■ Records provided
______________________________
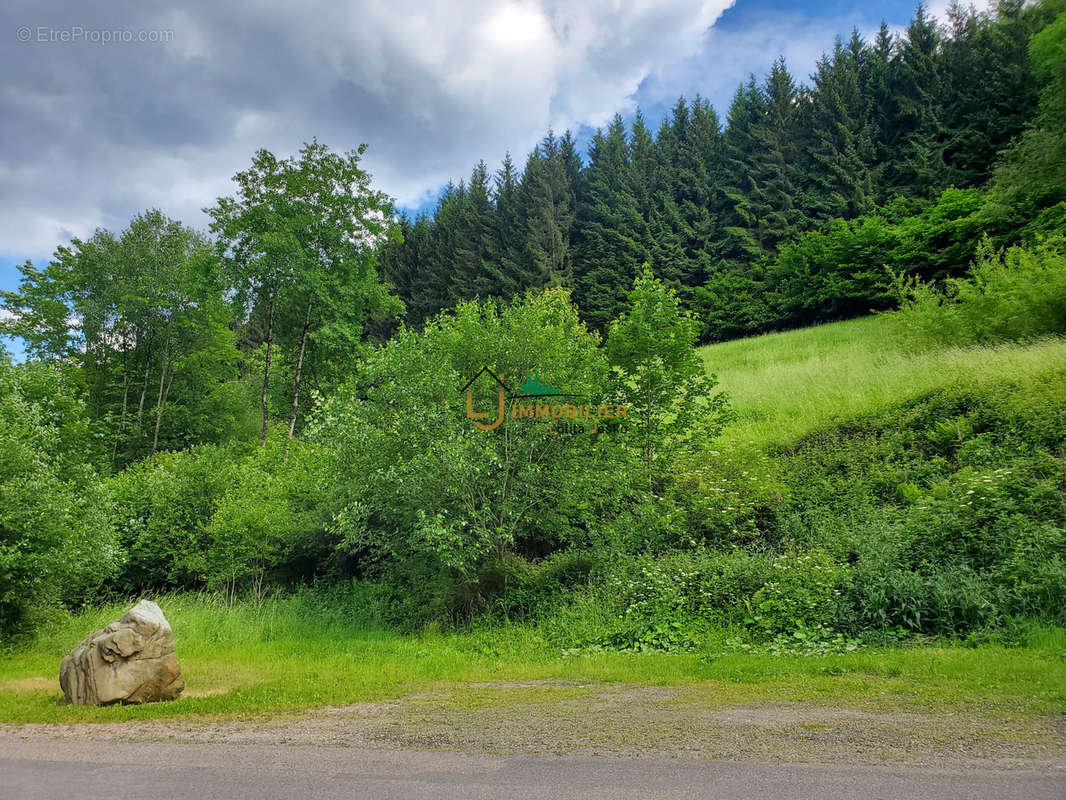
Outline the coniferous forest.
[381,2,1063,341]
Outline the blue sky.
[0,0,946,358]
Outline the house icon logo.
[459,367,507,431]
[459,367,629,433]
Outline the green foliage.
[107,428,332,595]
[313,290,628,619]
[0,359,119,638]
[893,231,1066,346]
[607,265,728,485]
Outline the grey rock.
[60,601,185,705]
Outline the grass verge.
[0,594,1066,723]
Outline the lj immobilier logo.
[459,367,629,433]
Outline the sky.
[0,0,959,315]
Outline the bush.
[894,239,1066,346]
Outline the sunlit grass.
[700,316,1066,446]
[0,594,1066,722]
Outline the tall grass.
[701,316,1066,446]
[0,588,1066,722]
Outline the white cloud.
[0,0,732,256]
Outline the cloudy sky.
[0,0,944,288]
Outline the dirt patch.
[0,677,60,691]
[0,682,1066,767]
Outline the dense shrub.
[895,239,1066,346]
[0,358,118,637]
[108,427,333,593]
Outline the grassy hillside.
[701,316,1066,446]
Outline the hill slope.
[700,316,1066,452]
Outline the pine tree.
[804,32,874,220]
[886,3,948,198]
[451,161,501,302]
[522,131,575,286]
[490,153,532,298]
[574,115,647,331]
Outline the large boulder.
[60,601,185,705]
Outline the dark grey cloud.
[0,0,731,257]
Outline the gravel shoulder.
[0,682,1066,770]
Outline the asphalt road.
[0,737,1066,800]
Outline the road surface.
______________________________
■ Task brief
Switch every "grey" in the rows to "gray" and reproduce all the rows with nothing else changed. Omit the pictures from your answer.

■ Task answer
Outline the coniferous forest.
[381,2,1063,341]
Outline the blue sky.
[0,0,946,358]
Outline the house icon logo.
[459,367,507,431]
[459,367,629,433]
Outline the green foliage.
[107,428,332,595]
[313,290,628,619]
[0,359,119,638]
[893,231,1066,346]
[607,265,728,485]
Outline the gray rock.
[60,601,185,705]
Outline the grass verge.
[0,594,1066,723]
Outline the lj immobilier logo.
[459,367,629,433]
Outline the sky.
[0,0,959,315]
Outline the bush.
[894,239,1066,346]
Outline the sunlit grass.
[700,316,1066,446]
[0,594,1066,722]
Outline the tall grass.
[701,316,1066,446]
[0,588,1066,722]
Outline the white cloud.
[0,0,732,256]
Outline the cloudy sky.
[0,0,944,288]
Outline the dirt patch.
[0,677,60,691]
[0,682,1066,767]
Outline the dense shrub.
[895,239,1066,346]
[0,358,118,637]
[108,427,333,593]
Outline the grassy hillside.
[701,316,1066,446]
Outline the hill slope.
[700,316,1066,452]
Outline the pine tree.
[804,32,874,220]
[886,3,948,198]
[451,161,501,302]
[522,131,575,286]
[490,153,532,298]
[574,115,647,331]
Outline the large boulder.
[60,601,185,705]
Outline the dark gray cloud.
[0,0,731,257]
Outline the gravel shoulder.
[0,682,1066,770]
Outline the asphalt road.
[0,737,1066,800]
Outline the road surface.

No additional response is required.